→ **WHAT YOU HAVE TO DO**: In the court transcript below, what time does the judge ask the jury to be ready to start on Thursday morning?

→ **SOURCE DOCUMENT**:
Ref: A00-300995 Case No. 871626 Macpherson II
Volume X, Pages 79-86, Tuesday 27th June, 1989
Page 10.79 (continued)
(In the presence of the jury) MR. BECKMAN: My Lord, that is our totality of witnesses today. MR. JUSTICE MACPHERSON: You will finish the evidence on Thursday? MR. BECKMAN: Yes, my Lord. MR. JUSTICE MACPHERSON: Ladies and gentlemen, you can leave now. There is one matter we have to discuss. Would you be back on Thurday morning ready to start at 10.30. (The jury left the court) Submission: calling evidence in rebuttal MR. BECKMAN: Could the ushers make sure the jury do not go for a moment? I know the application my learned friend wishes to make and I would prefer it to be made in the presence of the jury. The law used to be the defence had the right to have the jury in; it is no longer a right. The judge will listen to the application and make up his mind. I know what the application is and ask it be made in the presence of the jury. MR. JUSTICE MACPHERSON: No, I reject that application. You have made the application. MR. TEMPLE: Yes, would your Lordship be invited to the legal basis --- MR. JUSTICE MACPHERSON: It is just a question of whether I should allow evidence in rebuttal. MR. TEMPLE: Matters go a little bit further.

→ **SUPPLIED INFORMATION**:
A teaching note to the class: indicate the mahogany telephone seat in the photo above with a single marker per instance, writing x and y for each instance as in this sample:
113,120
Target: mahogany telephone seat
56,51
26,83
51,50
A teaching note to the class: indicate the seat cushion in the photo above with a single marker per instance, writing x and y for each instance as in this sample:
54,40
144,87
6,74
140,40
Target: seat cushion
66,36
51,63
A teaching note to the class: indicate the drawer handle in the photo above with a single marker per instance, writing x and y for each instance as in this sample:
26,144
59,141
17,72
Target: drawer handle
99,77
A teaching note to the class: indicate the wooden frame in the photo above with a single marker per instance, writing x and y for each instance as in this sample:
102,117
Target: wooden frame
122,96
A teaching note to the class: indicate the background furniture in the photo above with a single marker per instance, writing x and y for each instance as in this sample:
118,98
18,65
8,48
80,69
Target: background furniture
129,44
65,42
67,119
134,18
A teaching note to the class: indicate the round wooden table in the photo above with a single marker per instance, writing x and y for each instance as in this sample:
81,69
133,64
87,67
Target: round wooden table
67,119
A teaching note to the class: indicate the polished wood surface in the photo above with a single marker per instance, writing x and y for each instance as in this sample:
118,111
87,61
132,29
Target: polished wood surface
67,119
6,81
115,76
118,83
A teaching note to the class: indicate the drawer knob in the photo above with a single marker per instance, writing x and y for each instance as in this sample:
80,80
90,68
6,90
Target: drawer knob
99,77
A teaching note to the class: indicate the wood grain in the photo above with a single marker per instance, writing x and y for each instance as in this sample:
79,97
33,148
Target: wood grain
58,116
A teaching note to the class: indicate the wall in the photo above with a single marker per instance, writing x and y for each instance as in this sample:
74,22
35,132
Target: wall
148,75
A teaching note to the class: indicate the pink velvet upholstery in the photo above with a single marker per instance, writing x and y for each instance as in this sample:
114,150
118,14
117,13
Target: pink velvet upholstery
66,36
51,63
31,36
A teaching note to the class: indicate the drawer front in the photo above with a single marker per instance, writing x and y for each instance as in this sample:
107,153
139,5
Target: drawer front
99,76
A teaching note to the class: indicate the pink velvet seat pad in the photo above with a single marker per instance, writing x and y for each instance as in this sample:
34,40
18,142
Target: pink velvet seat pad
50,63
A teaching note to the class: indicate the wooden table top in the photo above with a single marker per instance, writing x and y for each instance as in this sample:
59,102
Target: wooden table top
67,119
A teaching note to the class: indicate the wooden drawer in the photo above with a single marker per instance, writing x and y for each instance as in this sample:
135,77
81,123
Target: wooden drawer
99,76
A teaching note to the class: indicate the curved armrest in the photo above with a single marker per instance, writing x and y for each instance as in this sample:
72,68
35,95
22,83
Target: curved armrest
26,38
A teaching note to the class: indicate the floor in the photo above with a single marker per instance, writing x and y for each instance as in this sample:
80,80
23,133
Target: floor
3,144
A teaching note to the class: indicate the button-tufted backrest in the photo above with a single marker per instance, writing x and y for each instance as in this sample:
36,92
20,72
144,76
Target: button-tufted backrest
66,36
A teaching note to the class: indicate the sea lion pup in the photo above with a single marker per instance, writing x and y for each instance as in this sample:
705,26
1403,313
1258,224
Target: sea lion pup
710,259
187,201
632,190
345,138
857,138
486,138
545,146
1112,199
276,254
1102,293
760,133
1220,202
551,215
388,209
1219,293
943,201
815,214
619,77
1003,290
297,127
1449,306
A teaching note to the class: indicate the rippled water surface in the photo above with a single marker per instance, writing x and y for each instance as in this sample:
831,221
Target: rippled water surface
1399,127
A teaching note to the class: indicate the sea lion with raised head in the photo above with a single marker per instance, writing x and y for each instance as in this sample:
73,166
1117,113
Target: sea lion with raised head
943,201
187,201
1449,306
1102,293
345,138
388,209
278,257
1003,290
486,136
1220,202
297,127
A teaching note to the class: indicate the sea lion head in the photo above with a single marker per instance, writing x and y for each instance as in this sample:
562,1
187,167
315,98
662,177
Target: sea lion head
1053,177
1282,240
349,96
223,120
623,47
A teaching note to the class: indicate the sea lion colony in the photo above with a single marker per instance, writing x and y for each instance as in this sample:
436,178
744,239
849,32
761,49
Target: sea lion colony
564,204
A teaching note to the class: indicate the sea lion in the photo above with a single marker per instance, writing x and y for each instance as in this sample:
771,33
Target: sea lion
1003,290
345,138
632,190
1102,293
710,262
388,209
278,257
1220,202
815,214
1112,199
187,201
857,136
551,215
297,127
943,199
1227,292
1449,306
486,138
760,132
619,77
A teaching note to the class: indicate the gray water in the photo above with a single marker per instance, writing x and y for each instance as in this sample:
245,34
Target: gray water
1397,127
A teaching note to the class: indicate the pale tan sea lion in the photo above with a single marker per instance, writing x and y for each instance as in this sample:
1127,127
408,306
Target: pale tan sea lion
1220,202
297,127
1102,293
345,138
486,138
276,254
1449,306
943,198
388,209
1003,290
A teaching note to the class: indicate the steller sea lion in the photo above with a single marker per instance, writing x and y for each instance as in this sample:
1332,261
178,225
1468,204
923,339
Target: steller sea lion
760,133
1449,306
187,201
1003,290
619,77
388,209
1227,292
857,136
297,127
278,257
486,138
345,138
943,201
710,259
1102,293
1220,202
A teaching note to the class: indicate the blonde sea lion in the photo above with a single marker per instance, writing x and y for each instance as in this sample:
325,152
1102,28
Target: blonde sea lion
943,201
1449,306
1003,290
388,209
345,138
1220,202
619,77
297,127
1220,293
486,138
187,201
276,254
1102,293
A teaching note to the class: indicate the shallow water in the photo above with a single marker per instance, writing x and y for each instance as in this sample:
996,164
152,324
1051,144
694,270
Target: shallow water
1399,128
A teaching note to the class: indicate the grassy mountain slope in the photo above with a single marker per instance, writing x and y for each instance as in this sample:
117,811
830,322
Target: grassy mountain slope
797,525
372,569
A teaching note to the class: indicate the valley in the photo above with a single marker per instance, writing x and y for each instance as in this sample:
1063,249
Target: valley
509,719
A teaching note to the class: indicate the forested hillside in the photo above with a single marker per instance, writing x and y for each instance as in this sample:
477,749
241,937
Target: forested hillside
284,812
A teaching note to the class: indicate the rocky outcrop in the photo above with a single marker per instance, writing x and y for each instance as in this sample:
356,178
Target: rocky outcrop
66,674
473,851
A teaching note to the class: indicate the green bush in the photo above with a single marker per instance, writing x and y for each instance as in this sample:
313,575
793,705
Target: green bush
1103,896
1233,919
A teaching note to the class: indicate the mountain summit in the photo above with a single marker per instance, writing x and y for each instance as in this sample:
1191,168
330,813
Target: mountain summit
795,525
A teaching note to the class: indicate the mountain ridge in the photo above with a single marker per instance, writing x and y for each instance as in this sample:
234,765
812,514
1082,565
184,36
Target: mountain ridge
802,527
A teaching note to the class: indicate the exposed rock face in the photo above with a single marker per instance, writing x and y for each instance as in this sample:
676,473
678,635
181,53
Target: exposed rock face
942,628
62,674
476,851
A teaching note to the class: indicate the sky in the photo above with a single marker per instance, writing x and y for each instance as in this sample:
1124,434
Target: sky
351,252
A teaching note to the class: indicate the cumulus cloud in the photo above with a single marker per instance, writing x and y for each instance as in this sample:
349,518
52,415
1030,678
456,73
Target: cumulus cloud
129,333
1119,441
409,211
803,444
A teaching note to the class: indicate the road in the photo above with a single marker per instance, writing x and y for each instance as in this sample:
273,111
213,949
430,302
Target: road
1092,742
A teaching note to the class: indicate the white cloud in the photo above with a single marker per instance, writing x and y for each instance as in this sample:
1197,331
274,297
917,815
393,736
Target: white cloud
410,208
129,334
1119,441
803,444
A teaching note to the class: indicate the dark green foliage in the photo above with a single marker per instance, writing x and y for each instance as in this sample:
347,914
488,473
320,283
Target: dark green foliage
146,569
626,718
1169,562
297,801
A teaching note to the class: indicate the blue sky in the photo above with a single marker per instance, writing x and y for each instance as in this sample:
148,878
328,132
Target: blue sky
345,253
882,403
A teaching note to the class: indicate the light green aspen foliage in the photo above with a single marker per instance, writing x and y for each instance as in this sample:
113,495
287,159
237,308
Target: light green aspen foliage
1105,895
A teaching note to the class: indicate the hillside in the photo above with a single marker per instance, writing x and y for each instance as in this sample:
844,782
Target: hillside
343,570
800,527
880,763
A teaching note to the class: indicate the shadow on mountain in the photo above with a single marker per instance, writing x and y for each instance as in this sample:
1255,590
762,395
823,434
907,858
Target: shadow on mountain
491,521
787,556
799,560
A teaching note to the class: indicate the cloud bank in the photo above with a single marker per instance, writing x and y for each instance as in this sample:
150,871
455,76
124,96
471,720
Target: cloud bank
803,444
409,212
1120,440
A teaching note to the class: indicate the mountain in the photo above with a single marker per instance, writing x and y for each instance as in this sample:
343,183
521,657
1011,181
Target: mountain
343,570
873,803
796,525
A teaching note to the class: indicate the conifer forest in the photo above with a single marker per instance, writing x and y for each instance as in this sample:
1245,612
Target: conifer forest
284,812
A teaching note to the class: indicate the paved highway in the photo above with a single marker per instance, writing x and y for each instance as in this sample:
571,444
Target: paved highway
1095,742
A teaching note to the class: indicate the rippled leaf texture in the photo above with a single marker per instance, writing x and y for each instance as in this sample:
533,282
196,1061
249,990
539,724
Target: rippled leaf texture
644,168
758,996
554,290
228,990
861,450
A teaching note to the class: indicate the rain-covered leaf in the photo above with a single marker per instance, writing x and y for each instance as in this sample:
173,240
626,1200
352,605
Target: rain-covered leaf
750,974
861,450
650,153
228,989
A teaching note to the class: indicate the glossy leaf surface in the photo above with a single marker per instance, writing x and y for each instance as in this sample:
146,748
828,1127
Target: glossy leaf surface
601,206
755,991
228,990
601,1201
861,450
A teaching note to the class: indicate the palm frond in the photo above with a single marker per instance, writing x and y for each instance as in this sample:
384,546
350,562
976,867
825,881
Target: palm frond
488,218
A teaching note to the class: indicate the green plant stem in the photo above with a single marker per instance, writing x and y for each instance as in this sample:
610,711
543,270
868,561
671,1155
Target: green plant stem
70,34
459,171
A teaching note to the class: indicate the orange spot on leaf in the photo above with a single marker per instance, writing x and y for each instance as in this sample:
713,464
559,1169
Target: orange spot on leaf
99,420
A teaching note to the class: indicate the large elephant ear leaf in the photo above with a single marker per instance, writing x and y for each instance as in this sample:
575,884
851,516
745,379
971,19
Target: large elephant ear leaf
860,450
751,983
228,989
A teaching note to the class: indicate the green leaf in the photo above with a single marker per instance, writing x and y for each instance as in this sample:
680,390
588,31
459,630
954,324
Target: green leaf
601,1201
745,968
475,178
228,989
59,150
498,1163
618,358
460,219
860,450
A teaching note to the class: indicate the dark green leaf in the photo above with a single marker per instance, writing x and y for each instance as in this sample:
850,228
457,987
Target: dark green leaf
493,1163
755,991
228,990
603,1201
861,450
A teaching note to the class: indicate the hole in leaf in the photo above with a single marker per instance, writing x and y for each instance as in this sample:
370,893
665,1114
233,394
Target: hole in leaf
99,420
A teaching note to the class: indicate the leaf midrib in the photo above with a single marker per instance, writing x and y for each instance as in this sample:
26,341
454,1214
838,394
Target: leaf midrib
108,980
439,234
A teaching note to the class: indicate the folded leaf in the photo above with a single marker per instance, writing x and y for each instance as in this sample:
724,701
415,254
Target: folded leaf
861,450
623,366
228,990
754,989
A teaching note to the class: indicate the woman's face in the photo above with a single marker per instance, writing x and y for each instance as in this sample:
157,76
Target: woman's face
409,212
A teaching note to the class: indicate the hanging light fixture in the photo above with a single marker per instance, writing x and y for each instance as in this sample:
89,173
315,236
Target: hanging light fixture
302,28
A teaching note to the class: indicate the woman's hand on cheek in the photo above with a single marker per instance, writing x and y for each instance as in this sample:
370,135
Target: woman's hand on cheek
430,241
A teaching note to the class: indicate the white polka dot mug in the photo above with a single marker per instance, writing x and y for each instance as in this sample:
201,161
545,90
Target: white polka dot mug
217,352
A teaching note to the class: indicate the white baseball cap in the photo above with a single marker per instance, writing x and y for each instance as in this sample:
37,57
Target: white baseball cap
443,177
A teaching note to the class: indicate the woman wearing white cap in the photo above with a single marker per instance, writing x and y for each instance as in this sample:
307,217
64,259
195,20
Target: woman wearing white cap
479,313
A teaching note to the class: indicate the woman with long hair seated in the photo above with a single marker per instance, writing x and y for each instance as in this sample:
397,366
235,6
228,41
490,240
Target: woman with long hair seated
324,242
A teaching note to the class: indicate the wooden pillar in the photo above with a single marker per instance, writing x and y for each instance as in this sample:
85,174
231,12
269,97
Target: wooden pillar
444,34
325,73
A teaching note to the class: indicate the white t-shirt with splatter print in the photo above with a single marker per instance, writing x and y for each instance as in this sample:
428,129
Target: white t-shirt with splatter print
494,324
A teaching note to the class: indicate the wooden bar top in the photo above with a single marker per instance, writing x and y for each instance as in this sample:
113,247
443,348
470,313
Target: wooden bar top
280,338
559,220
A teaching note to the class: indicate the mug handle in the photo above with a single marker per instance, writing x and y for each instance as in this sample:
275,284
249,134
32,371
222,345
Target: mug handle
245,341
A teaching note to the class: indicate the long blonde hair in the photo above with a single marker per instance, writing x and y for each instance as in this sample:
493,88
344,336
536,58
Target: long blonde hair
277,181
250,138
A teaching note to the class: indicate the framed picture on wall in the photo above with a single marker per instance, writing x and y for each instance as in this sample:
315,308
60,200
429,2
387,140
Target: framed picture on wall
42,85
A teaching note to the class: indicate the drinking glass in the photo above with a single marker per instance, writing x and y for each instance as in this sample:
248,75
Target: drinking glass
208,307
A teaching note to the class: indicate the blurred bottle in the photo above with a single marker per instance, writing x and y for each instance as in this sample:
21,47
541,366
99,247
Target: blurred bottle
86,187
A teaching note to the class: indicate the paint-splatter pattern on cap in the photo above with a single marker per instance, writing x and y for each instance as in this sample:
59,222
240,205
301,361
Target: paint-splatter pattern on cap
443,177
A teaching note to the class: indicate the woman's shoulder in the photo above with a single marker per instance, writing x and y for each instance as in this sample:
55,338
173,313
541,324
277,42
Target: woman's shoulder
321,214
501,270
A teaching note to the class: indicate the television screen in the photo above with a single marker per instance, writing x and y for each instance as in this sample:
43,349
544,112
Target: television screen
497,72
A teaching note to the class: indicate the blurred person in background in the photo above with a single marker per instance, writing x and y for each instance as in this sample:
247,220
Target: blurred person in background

→ **EXERCISE ANSWER**: 10.30